| Exercise requirements |
From the excerpt about the exoplanet Gliese 581g, return word for word the part that opens with the words containing "The exoplanet, called" and closes with "the scientists said.".

| Document excerpt |
Scientists claim to have discovered a potentially habitable planet which has an environment much similar to that of Earth and may contain water and even life.
The exoplanet, called Gliese 581g, is located around 123 trillion miles away from Earth and orbits a star at a distance that places it squarely in the habitable or the Goldilocks zone, the scientists said.

The research, published in a paper published in the Astrophysical Journal, suggests that the planet could contain liquid water on its surface, meaning it tops the league of planets and moons rated as being most like Earth, they said.

“Our findings offer a very compelling case for a potentially habitable planet said Vogt,” said lead researcher Steven Vogt, a professor of astronomy and astrophysics at the University of California Santa Cruz.“The fact that we were able to detect this planet so quickly and so nearby tells us that planets like this must be really common,” Prof Vogt was quoted as saying by Daily Mail.

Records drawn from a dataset

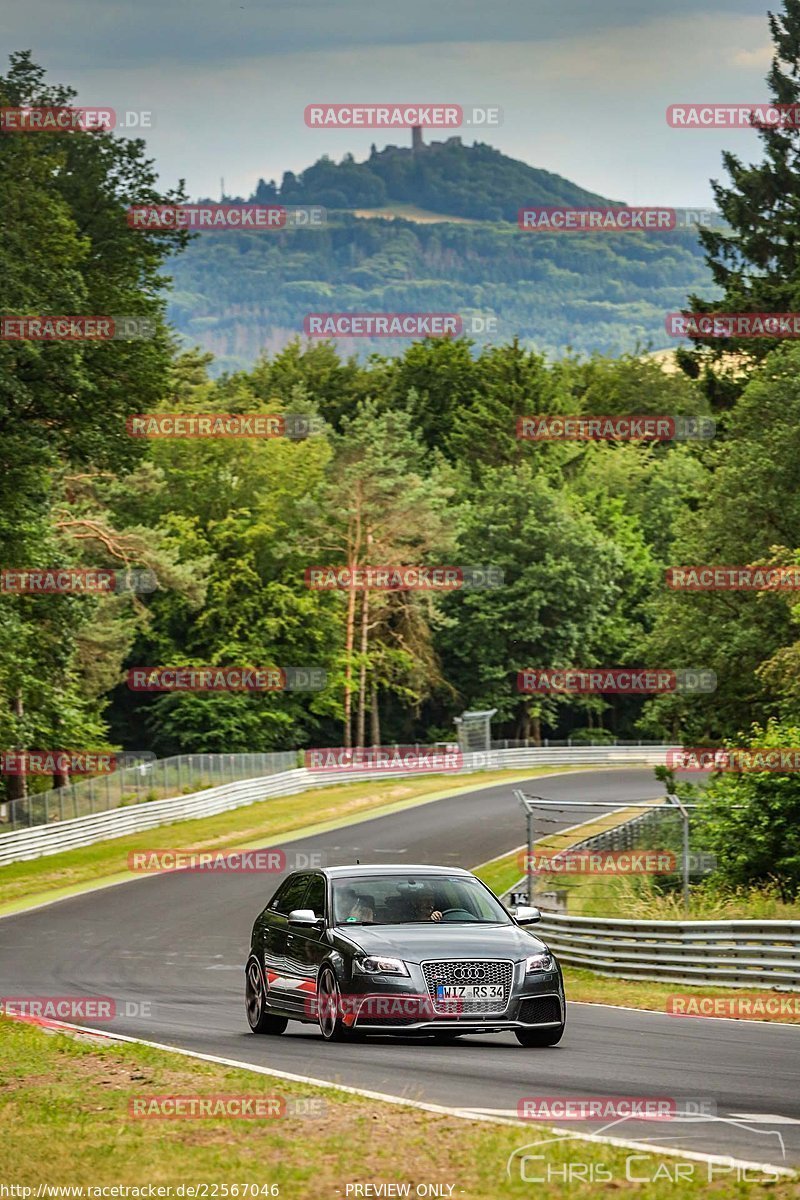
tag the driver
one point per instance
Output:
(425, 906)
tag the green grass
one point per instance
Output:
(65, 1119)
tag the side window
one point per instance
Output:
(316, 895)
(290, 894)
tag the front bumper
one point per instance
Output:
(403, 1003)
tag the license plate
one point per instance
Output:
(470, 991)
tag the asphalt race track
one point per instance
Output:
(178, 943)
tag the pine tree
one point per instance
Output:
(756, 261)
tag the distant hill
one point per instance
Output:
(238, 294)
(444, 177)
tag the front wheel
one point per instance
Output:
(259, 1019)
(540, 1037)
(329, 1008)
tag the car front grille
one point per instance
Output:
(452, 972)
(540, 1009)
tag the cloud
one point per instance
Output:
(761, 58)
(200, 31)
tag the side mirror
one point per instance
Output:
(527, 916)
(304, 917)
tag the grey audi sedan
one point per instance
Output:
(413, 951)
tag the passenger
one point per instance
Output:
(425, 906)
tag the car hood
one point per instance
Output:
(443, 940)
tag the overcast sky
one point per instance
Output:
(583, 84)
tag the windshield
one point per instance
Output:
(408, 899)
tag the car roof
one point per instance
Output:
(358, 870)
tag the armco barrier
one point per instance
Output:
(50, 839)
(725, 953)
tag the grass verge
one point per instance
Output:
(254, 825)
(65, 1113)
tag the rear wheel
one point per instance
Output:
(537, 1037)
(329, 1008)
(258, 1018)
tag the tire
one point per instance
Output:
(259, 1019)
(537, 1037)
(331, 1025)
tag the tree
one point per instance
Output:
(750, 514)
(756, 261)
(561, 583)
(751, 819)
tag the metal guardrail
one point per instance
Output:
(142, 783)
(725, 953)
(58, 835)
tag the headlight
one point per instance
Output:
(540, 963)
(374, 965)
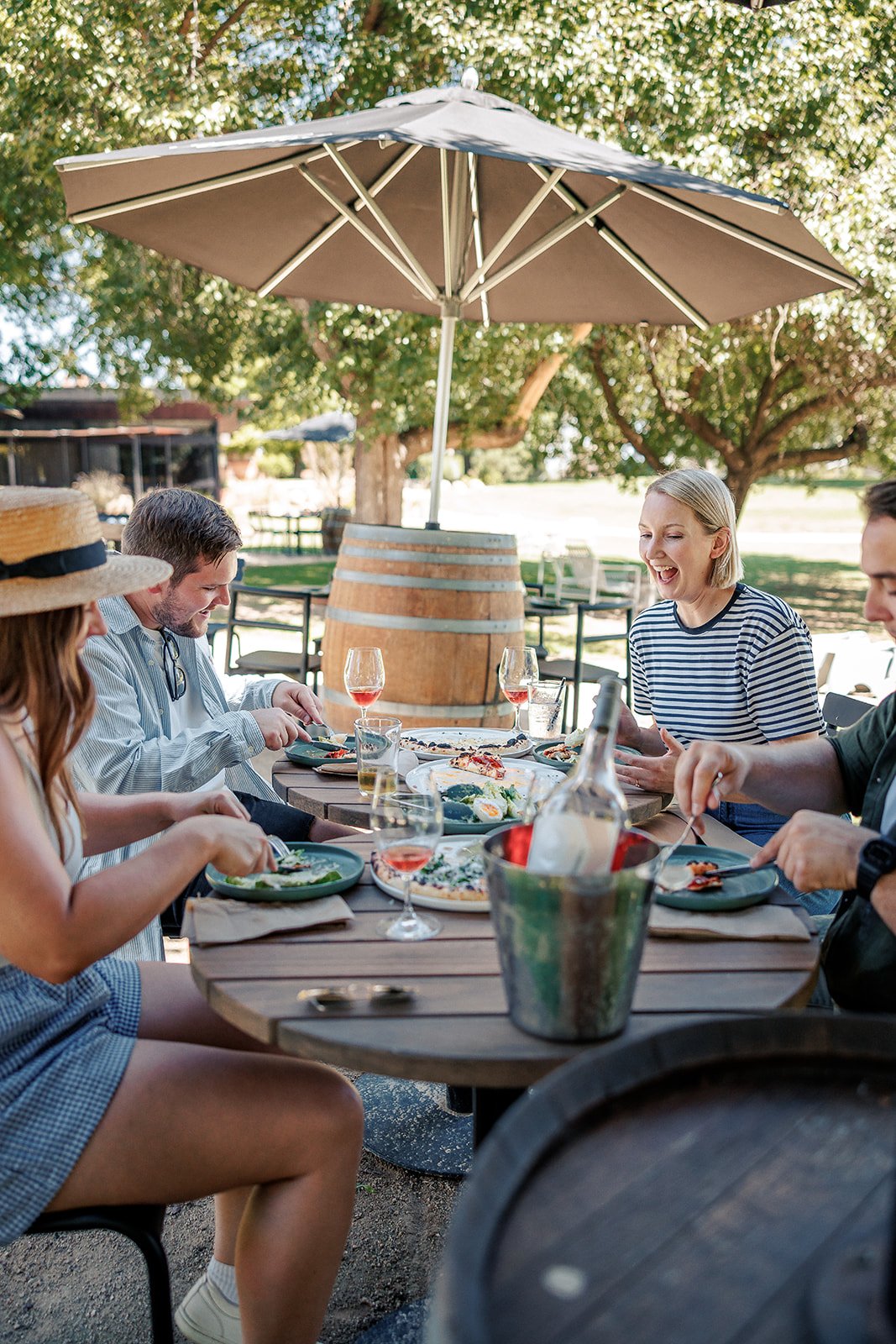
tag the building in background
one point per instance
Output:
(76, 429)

| Reply |
The exoplanet, called Gliese 581g, is located around 123 trillion miles away from Earth and orbits a star at a distance that places it squarely in the habitable or the Goldilocks zone, the scientists said.